Watch your back – wenn die KI bei der Mitarbeiterbewertung mitredet


Autor:innen: Markus Gaderer, Sabrina Hochradl

Die Bewertung von Mitarbeitenden zählt zu den sensibelsten Aufgaben in einem Unternehmen, denn schließlich sind Karrierechancen, Entwicklungsmöglichkeiten oder sogar der Verbleib im Unternehmen davon abhängig. KI verspricht dabei mehr Objektivität und Effizienz: Sie analysiert Daten, erkennt Leistungsmuster und liefert auf Knopfdruck Entscheidungshilfen. Doch was passiert, wenn eine KI darüber entscheidet, wer als leistungsstark gilt und wer nicht?

Darf ein solches System Mitarbeitende überhaupt bewerten? Und wo verlaufen die rechtlichen Grenzen zwischen technologischem Fortschritt und unzulässiger Kontrolle?

Den Einsatz von KI reglementiert primär die so genannte KI-Verordnung (auch “AI-Act“) und die verfolgt einen risikobasierten Ansatz. Für den Bereich der Mitarbeiterbewertung sind insbesondere zwei Regelungskomplexe von Bedeutung: das Verbot bestimmter KI-Praktiken[1] und die Einstufung als „Hochrisiko-KI[2]. Unzulässig ist insbesondere der Einsatz von KI für sogenanntes „Social Scoring“, also die Bewertung von Mitarbeitenden anhand ihres sozialen Verhaltens oder persönlicher Eigenschaften, sofern dies zu einer Benachteiligung führt. Ebenso verboten ist der Einsatz zur Emotionserkennung am Arbeitsplatz auf Basis biometrischer Daten, etwa durch Mimik- oder Stimmerkennung.

KI-Systeme, die bei Entscheidungen über Beförderungen, Kündigungen, Aufgabenverteilungen oder Leistungsbeurteilungen zum Einsatz kommen, gelten als „Hochrisiko-Systeme“.[3] Solche Systeme dürfen nur unter strengen Vorgaben eingesetzt werden. Dazu zählen die zweckmäßige Nutzung, die Aufsicht durch qualifizierte Personen, eine laufende Überwachung, die Information der Mitarbeitenden über den Einsatz, eine Datenschutzfolgeabschätzung[4] sowie eine Registrierungspflicht[5].[6]

Die KI-VO enthält zwar Ausnahmen von der Hochrisikoklassifizierung, diese gelten jedoch nicht, wenn das System für „Profiling“ eingesetzt wird.[7] Darunter versteht man jede Form automatisierter Verarbeitung personenbezogener Daten, die dazu dient, bestimmte persönliche Aspekte, etwa die Arbeitsleistung, zu bewerten oder vorherzusagen.[8] Da Mitarbeiterbewertungen typischerweise auf solchen Mechanismen beruhen, ist in den meisten Fällen von einer Hochrisiko-Klassifizierung auszugehen.

● **Aufgabe 1**:
Entnehmen Sie dem Quellenauszug wortgetreu den Abschnitt von „Die Bewertung von Mitarbeitenden zählt“ bis einschließlich „und unzulässiger Kontrolle?“.
● **Aufgabe 2**:
Bei welchem Einsatz eines KI-Systems greifen laut Quellenauszug die Ausnahmen von der Hochrisikoklassifizierung nicht?
Für die Bearbeitung werden die Daten nicht benötigt.

● **Datenauszug**:

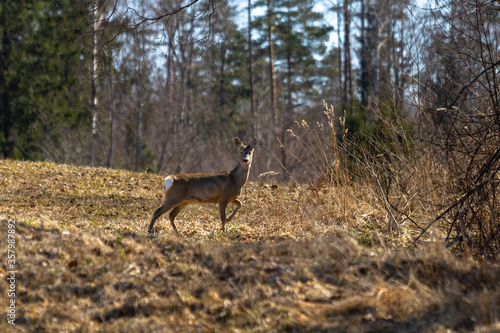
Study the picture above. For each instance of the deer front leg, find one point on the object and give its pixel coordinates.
(222, 213)
(238, 206)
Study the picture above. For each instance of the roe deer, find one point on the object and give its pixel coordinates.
(221, 187)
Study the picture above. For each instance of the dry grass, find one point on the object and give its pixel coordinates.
(294, 259)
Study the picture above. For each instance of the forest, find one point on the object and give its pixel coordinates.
(372, 203)
(402, 96)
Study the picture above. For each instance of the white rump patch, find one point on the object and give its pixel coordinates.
(169, 181)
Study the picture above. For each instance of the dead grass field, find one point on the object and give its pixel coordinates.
(294, 259)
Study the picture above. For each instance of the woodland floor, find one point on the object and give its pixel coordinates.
(293, 259)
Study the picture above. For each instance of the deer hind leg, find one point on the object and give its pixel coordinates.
(177, 209)
(238, 206)
(222, 213)
(169, 204)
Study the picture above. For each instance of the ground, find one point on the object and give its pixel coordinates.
(293, 259)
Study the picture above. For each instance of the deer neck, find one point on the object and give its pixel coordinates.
(240, 173)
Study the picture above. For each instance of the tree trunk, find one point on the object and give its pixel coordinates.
(93, 108)
(274, 109)
(111, 111)
(347, 55)
(250, 70)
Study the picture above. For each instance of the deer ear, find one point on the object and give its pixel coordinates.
(237, 142)
(253, 143)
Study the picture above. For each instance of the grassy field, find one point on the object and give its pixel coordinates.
(295, 258)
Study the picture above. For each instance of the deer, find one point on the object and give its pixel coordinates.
(221, 188)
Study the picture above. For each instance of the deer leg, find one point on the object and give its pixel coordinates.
(177, 209)
(222, 212)
(238, 206)
(160, 211)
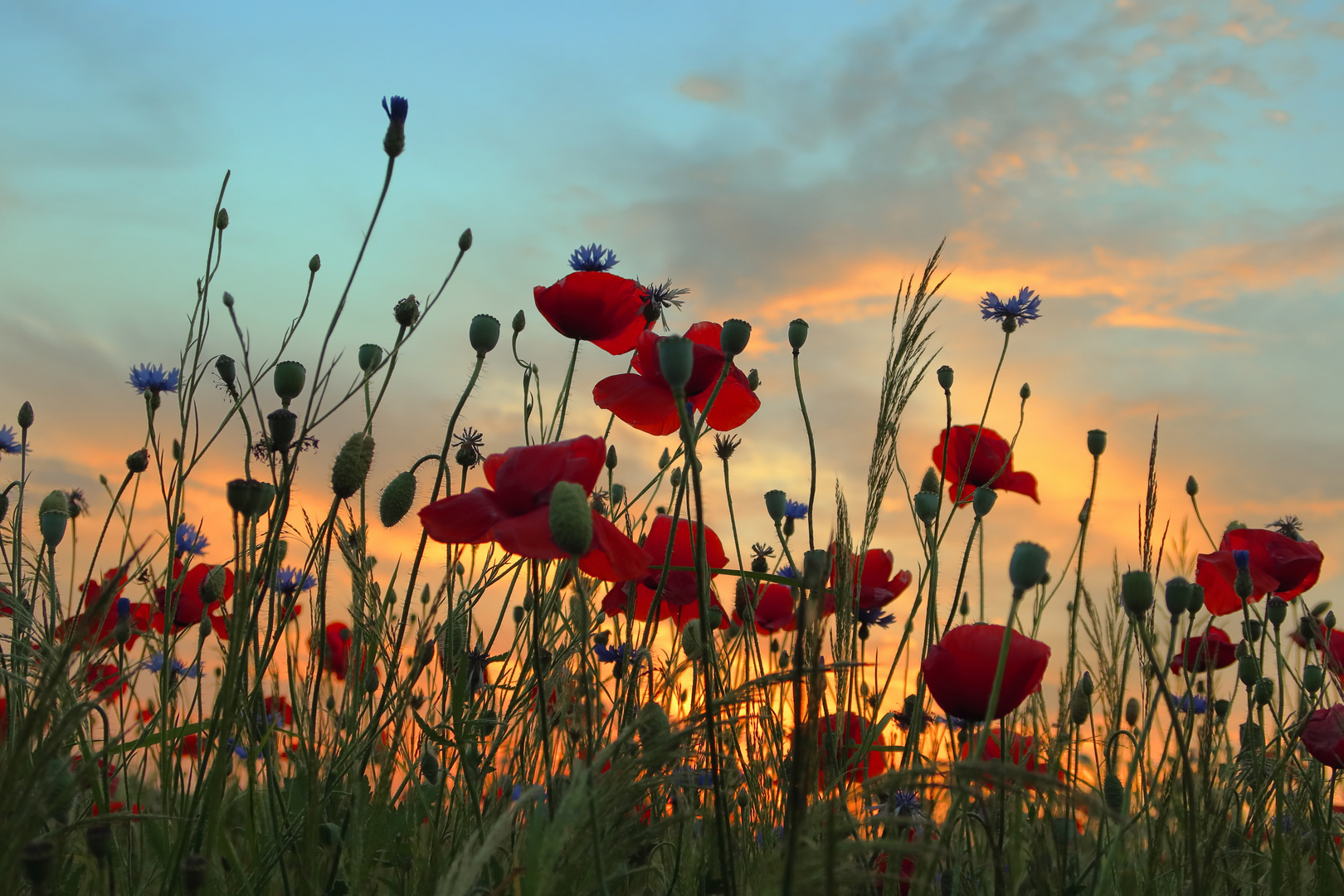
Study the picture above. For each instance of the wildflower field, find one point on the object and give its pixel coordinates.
(587, 683)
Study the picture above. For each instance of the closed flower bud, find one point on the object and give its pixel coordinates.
(797, 334)
(572, 519)
(351, 465)
(290, 381)
(485, 334)
(734, 336)
(1136, 590)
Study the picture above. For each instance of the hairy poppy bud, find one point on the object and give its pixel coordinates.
(734, 336)
(572, 519)
(1136, 590)
(351, 465)
(290, 381)
(485, 334)
(1027, 567)
(797, 334)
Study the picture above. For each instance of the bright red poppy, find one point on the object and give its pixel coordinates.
(1322, 735)
(1278, 564)
(597, 306)
(1205, 652)
(516, 514)
(992, 453)
(644, 401)
(962, 670)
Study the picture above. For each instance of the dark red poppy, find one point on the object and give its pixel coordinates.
(992, 453)
(644, 401)
(1214, 650)
(962, 668)
(516, 514)
(1322, 735)
(597, 306)
(1278, 564)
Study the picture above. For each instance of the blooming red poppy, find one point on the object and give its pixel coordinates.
(960, 670)
(1213, 650)
(515, 512)
(1278, 564)
(992, 455)
(644, 401)
(1322, 735)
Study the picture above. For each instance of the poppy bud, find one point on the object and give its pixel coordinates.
(797, 334)
(1136, 590)
(1177, 596)
(351, 465)
(1027, 567)
(290, 381)
(370, 356)
(676, 360)
(572, 519)
(485, 334)
(407, 312)
(734, 336)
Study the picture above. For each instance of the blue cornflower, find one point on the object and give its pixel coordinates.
(290, 582)
(593, 258)
(190, 540)
(153, 379)
(1019, 309)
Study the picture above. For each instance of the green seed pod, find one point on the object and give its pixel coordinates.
(572, 519)
(290, 377)
(351, 466)
(734, 336)
(485, 334)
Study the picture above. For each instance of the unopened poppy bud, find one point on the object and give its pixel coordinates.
(1136, 590)
(1027, 567)
(676, 360)
(734, 336)
(572, 519)
(351, 465)
(485, 334)
(797, 334)
(370, 356)
(290, 381)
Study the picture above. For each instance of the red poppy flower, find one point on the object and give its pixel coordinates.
(992, 453)
(1278, 566)
(1214, 650)
(644, 401)
(962, 668)
(515, 512)
(843, 754)
(1322, 735)
(597, 306)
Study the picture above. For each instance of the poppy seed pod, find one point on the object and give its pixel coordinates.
(734, 336)
(1096, 442)
(797, 334)
(370, 356)
(572, 519)
(1027, 567)
(485, 334)
(676, 360)
(351, 465)
(397, 499)
(1136, 592)
(290, 381)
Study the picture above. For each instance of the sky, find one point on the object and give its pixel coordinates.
(1164, 175)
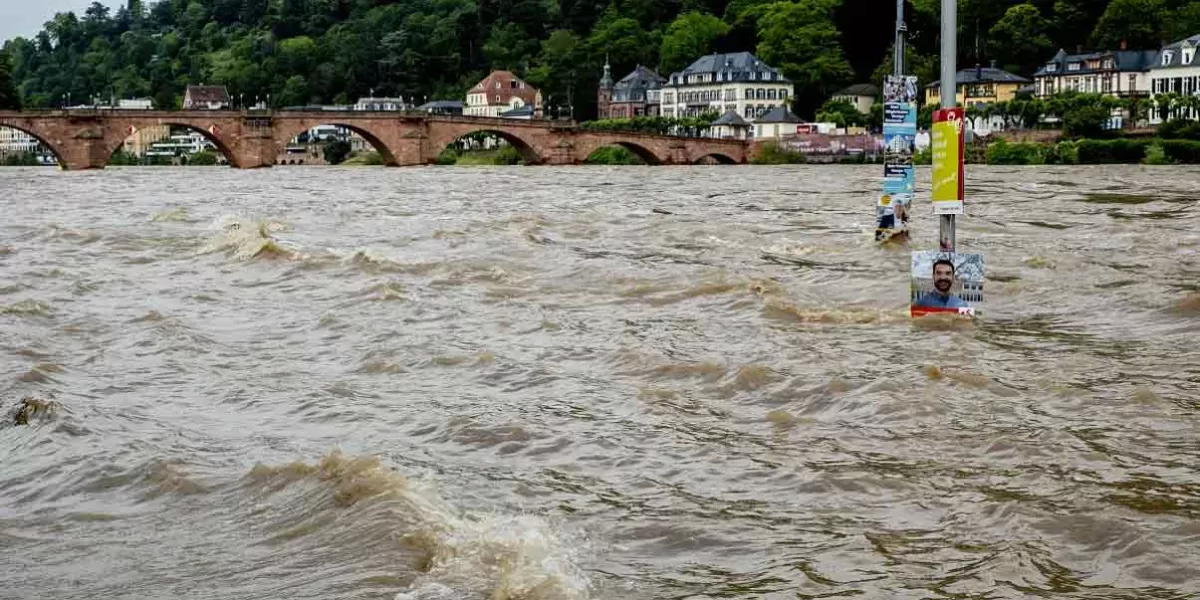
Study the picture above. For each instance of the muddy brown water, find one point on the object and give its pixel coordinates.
(589, 383)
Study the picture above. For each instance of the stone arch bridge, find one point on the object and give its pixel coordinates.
(87, 138)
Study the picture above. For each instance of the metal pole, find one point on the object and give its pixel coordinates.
(898, 58)
(949, 94)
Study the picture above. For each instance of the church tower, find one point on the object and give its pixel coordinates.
(604, 94)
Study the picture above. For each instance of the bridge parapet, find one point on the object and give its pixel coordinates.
(87, 138)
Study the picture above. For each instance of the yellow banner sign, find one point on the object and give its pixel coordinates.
(947, 178)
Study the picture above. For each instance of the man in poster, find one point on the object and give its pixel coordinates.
(941, 297)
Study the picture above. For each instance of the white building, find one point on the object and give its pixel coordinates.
(502, 93)
(778, 123)
(1121, 73)
(1176, 71)
(180, 144)
(207, 97)
(719, 83)
(17, 142)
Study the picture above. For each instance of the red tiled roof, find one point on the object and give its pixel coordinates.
(509, 87)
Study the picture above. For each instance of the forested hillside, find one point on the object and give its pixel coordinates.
(335, 51)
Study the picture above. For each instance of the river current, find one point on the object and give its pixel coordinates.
(591, 383)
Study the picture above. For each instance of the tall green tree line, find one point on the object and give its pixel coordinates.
(299, 52)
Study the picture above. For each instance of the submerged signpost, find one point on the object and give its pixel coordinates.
(945, 281)
(899, 142)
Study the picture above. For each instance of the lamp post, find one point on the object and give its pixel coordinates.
(949, 95)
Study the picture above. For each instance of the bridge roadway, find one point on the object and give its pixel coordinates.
(87, 138)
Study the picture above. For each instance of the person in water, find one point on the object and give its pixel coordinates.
(941, 295)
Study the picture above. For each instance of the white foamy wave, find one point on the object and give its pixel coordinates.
(505, 558)
(247, 238)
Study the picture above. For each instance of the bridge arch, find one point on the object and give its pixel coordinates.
(41, 137)
(586, 145)
(443, 137)
(715, 156)
(211, 133)
(285, 133)
(639, 150)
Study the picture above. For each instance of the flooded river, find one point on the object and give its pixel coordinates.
(589, 383)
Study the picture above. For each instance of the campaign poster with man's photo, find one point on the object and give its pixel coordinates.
(946, 282)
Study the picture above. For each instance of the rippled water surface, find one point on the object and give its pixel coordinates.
(591, 383)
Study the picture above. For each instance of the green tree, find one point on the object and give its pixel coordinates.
(1137, 22)
(559, 69)
(1019, 40)
(1183, 23)
(802, 41)
(690, 36)
(10, 99)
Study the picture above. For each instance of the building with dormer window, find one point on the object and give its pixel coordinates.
(1121, 73)
(719, 83)
(1176, 71)
(502, 93)
(635, 95)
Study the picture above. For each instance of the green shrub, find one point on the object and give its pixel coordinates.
(923, 156)
(613, 155)
(1155, 155)
(1182, 150)
(1063, 153)
(1179, 129)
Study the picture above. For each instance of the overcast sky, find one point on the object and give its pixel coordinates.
(27, 17)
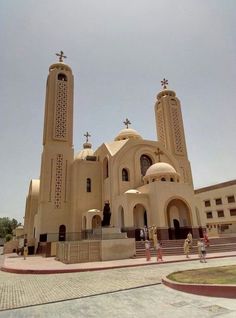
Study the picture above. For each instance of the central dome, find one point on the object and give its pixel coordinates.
(128, 133)
(160, 168)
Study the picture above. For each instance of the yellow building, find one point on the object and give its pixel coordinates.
(142, 182)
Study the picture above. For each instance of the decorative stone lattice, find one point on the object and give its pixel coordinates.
(58, 181)
(60, 131)
(178, 139)
(161, 127)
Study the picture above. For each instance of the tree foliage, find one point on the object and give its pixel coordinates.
(7, 226)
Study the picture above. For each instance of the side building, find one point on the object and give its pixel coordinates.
(138, 182)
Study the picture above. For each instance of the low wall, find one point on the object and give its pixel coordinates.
(92, 251)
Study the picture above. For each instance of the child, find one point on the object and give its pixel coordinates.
(147, 250)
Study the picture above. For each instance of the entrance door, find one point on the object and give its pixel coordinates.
(177, 229)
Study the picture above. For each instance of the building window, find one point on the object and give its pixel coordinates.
(105, 168)
(145, 163)
(218, 201)
(125, 175)
(220, 214)
(88, 185)
(62, 77)
(209, 215)
(232, 212)
(231, 199)
(62, 233)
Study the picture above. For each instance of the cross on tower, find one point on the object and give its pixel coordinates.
(61, 56)
(164, 83)
(159, 153)
(87, 135)
(127, 123)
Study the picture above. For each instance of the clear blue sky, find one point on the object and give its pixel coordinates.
(119, 51)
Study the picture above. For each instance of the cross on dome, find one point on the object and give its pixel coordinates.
(61, 56)
(164, 83)
(127, 123)
(87, 135)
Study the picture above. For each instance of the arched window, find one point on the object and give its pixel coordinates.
(145, 163)
(62, 232)
(125, 175)
(61, 77)
(88, 185)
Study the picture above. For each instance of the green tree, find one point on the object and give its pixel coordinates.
(7, 226)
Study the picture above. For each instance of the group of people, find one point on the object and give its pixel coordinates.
(147, 234)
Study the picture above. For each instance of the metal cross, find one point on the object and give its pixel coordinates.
(159, 153)
(61, 56)
(127, 123)
(164, 83)
(87, 135)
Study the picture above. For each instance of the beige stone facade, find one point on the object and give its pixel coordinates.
(144, 182)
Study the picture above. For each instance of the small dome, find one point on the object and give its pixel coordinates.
(87, 151)
(160, 168)
(133, 191)
(128, 133)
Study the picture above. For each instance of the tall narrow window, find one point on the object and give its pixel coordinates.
(145, 163)
(105, 168)
(62, 77)
(62, 232)
(125, 175)
(88, 185)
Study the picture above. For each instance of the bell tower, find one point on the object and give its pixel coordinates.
(170, 129)
(58, 153)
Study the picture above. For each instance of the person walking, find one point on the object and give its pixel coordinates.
(147, 250)
(141, 234)
(190, 238)
(159, 251)
(25, 251)
(202, 251)
(187, 248)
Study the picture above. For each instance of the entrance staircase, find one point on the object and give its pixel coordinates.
(175, 247)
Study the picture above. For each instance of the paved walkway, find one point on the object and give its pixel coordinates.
(123, 291)
(43, 265)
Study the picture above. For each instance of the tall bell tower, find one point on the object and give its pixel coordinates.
(170, 129)
(58, 153)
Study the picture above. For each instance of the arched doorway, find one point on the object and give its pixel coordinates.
(179, 221)
(140, 219)
(96, 222)
(121, 217)
(62, 233)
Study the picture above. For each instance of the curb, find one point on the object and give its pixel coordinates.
(210, 290)
(76, 270)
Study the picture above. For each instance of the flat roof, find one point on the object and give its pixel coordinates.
(216, 186)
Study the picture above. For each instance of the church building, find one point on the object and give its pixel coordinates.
(126, 183)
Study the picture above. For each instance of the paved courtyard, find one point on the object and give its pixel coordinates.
(129, 292)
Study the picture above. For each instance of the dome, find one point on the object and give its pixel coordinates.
(128, 133)
(87, 151)
(133, 191)
(160, 168)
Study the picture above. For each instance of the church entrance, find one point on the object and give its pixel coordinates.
(179, 222)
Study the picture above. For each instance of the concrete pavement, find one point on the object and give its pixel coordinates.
(124, 291)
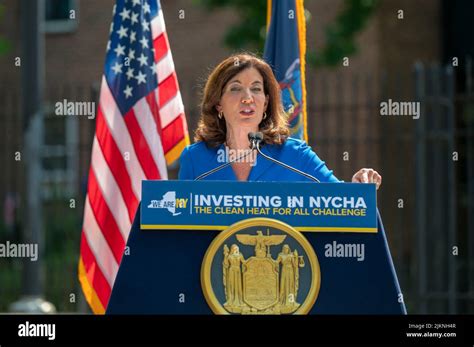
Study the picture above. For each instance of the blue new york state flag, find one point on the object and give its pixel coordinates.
(285, 50)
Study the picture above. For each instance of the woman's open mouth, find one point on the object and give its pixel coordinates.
(247, 112)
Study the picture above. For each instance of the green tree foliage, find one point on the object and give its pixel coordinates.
(249, 32)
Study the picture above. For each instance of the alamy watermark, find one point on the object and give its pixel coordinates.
(75, 108)
(19, 250)
(237, 155)
(345, 250)
(400, 108)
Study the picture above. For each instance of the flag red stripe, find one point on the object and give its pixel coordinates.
(105, 219)
(94, 274)
(161, 46)
(155, 111)
(168, 88)
(116, 163)
(141, 146)
(173, 133)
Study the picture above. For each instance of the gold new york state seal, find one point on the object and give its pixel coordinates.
(239, 274)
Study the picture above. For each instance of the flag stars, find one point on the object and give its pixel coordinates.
(131, 54)
(145, 25)
(120, 50)
(153, 67)
(133, 36)
(125, 14)
(122, 32)
(117, 68)
(130, 73)
(146, 8)
(134, 18)
(144, 42)
(128, 92)
(143, 60)
(141, 78)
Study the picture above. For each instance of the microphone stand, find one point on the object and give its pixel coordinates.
(257, 138)
(220, 167)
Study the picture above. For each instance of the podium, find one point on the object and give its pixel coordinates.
(203, 247)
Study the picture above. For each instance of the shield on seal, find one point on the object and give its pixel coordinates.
(260, 283)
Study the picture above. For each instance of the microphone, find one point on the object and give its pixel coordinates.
(257, 138)
(220, 167)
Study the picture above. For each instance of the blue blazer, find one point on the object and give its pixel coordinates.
(199, 158)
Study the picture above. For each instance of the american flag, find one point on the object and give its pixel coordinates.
(140, 128)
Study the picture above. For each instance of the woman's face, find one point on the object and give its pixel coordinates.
(243, 99)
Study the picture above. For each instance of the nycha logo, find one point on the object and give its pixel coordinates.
(170, 202)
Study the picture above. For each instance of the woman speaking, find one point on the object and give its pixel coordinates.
(242, 96)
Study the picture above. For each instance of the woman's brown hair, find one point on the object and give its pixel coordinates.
(212, 130)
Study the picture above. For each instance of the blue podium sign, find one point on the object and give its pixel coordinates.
(256, 248)
(204, 205)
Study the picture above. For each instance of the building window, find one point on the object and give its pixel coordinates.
(61, 16)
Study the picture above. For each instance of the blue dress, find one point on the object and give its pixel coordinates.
(199, 158)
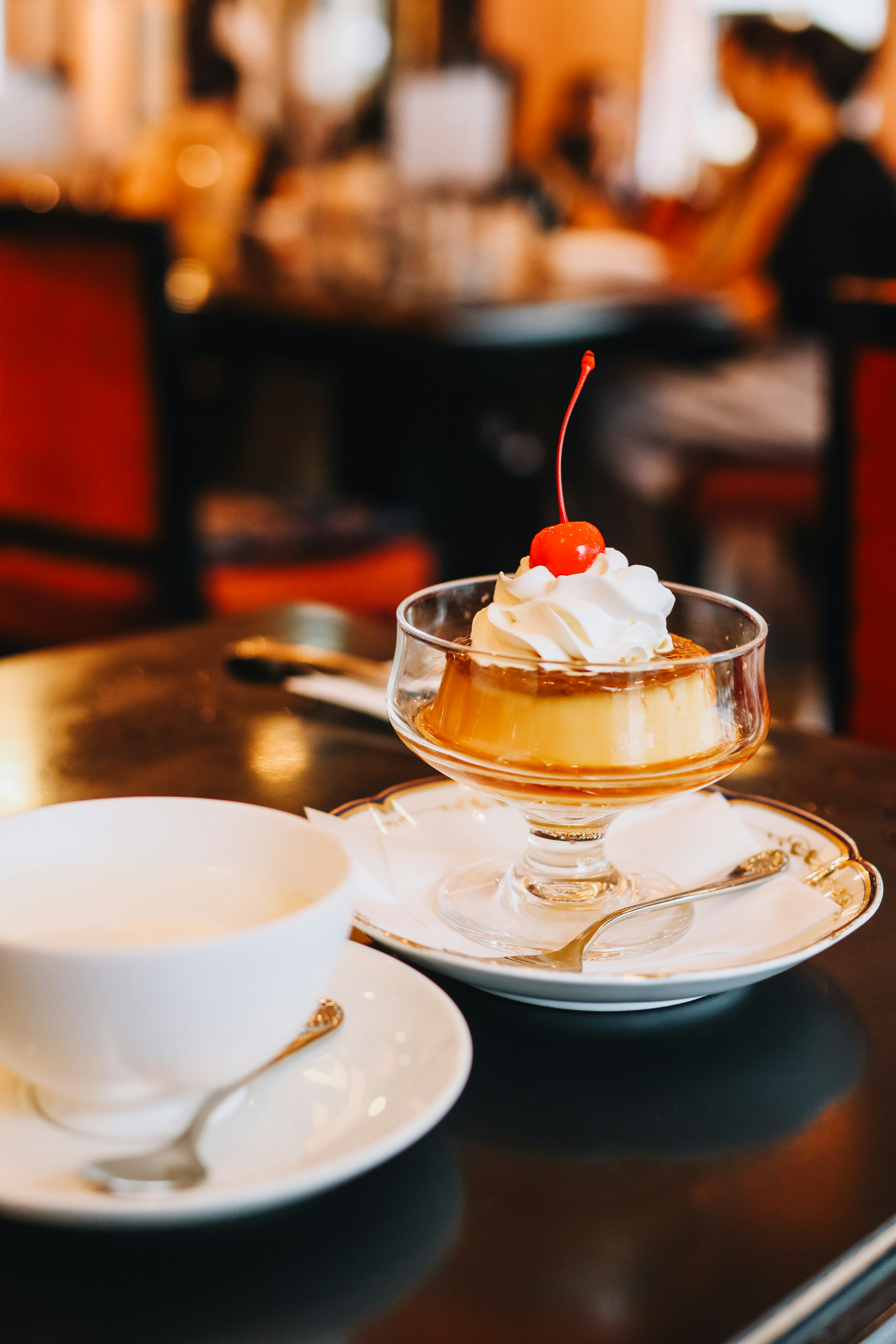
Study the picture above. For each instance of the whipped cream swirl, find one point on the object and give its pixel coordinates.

● **Ergebnis der Übung 1**:
Die Bewertung von Mitarbeitenden zählt zu den sensibelsten Aufgaben in einem Unternehmen, denn schließlich sind Karrierechancen, Entwicklungsmöglichkeiten oder sogar der Verbleib im Unternehmen davon abhängig. KI verspricht dabei mehr Objektivität und Effizienz: Sie analysiert Daten, erkennt Leistungsmuster und liefert auf Knopfdruck Entscheidungshilfen. Doch was passiert, wenn eine KI darüber entscheidet, wer als leistungsstark gilt und wer nicht?

Darf ein solches System Mitarbeitende überhaupt bewerten? Und wo verlaufen die rechtlichen Grenzen zwischen technologischem Fortschritt und unzulässiger Kontrolle?

● **Ergebnis der Übung 2**:
Die Ausnahmen gelten nicht, wenn das System für „Profiling“ eingesetzt wird.